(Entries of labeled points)
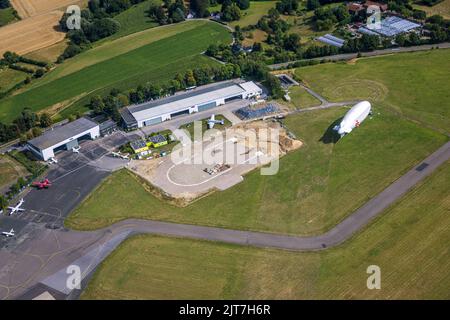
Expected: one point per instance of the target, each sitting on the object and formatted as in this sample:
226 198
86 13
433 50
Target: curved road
349 56
41 265
341 232
92 248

THE REQUEST
Lay out every line of the entries above as a JSON list of strings, one string per line, with blank lines skipped and the pictures left out.

REPLY
[
  "Expected: one point per instance of the target, each sitting on the object and formatted as in this sample:",
  "226 198",
  "86 13",
  "433 50",
  "Target: curved road",
  "349 56",
  "41 265",
  "341 232",
  "92 248"
]